• TASK INSTRUCTIONS: Can you pick up the article about the IIT Roorkee professor's AI-based X-ray test for COVID-19 and continue it after its last sentence?
====== READING PASSAGE ======
However, this invention from an IIT Roorkee Prof. might change that. Prof. Kamal Jain has made use of AI to develop a COVID-19 test using an X-Ray. The process would take only three to five seconds.
Kamal is a professor at the institute’s civil engineering department. According to Kamal, he has used data from over 60,000 chest x-rays to train the AI for effective virus detection.
The AI looks at the levels of chest congestion to detect whether a patient has COVID-19 or not.
In a statement, Kamal said that in the sample cases that he had analyzed, the most common cause of death had been severe pneumonia. COVID-19 cases with pneumonia were severe ones with all of the patients’ lungs being infected, rather than small parts.
For physicians, it would take time and experience to identify bilateral opacities, nature of clumps, the pattern of fluid build-up, and the overall arrangement in lungs for COVID-19, Kamal continued. However, the AI-based app can classify such patterns quickly and effectively.
====== LISTED ENTRIES ======
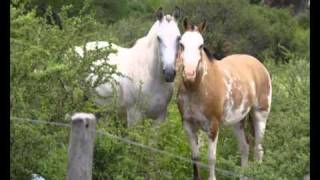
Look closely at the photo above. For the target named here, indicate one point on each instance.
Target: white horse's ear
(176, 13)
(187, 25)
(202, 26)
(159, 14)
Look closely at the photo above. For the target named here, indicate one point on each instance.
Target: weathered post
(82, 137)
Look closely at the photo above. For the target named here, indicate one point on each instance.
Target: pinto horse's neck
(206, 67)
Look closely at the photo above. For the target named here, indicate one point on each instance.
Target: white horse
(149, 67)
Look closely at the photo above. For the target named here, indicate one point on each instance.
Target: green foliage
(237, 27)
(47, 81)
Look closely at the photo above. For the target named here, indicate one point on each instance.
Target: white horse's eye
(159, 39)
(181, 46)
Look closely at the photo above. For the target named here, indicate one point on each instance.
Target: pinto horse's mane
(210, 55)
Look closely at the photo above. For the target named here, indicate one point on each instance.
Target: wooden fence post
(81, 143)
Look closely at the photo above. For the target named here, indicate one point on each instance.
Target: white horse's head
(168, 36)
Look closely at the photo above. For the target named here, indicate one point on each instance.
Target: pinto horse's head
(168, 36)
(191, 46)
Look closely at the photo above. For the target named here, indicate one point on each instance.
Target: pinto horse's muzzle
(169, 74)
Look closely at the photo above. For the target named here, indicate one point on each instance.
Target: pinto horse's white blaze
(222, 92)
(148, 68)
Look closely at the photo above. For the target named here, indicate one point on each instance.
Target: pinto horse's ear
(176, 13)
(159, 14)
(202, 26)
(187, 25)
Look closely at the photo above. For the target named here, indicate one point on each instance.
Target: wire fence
======
• RESULT:
The AI can not only detect whether a patient is infected with COVID-19 or not but it also can identify the severity. Doctors will be notified if the patient needs special attention. The biggest advantage is that the app only needs minutes for lakhs of x-ray images processing. A patient is then classified, depending on the level of severity. From that, the hospital administration will decide which patient should be prioritized and put on a ventilator.
While the new AI system is an innovative way to deal with the rising of confirmed cases, it hasn’t received approval from the Indian Council of Medical Research or any other global medical institution.